◆ **GIVEN REQUEST**: Which lines in the rows below contain the word "volcanic"? Return each of those lines in full, treating uppercase and lowercase as different.

◆ **DATA PROVIDED**:
___
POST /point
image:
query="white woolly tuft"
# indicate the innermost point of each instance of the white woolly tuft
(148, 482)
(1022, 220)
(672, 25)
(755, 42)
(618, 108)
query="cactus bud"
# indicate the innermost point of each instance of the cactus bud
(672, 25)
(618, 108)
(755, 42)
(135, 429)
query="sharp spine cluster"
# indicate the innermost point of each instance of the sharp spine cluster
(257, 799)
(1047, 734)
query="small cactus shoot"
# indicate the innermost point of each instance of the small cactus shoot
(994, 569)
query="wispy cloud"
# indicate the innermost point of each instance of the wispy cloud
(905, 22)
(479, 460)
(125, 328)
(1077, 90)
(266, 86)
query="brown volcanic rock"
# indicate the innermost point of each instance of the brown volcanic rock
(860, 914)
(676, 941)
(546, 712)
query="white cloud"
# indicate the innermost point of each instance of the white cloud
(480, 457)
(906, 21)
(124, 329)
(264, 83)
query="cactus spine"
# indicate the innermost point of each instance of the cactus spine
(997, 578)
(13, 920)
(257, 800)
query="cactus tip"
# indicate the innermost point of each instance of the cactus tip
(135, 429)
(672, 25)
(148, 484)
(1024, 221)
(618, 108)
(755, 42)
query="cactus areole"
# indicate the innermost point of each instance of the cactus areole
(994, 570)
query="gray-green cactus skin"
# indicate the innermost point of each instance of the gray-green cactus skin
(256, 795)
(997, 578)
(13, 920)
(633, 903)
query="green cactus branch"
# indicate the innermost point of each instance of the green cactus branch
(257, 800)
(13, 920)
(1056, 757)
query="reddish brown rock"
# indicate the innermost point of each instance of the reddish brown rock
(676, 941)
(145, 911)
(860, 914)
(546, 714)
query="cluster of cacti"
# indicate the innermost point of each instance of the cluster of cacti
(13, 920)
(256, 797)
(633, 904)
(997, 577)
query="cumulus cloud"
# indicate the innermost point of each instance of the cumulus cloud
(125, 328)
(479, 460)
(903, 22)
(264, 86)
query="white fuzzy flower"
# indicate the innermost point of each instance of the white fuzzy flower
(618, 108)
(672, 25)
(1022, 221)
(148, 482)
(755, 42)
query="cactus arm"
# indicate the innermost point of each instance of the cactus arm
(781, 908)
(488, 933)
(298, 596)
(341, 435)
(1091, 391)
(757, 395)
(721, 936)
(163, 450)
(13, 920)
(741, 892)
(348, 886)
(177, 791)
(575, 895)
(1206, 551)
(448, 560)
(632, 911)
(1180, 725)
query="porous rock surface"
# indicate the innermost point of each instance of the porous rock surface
___
◆ **RESULT FOR THIS TASK**:
query="brown volcanic rock"
# indicate the innermost point of each instance of the brown volcanic rock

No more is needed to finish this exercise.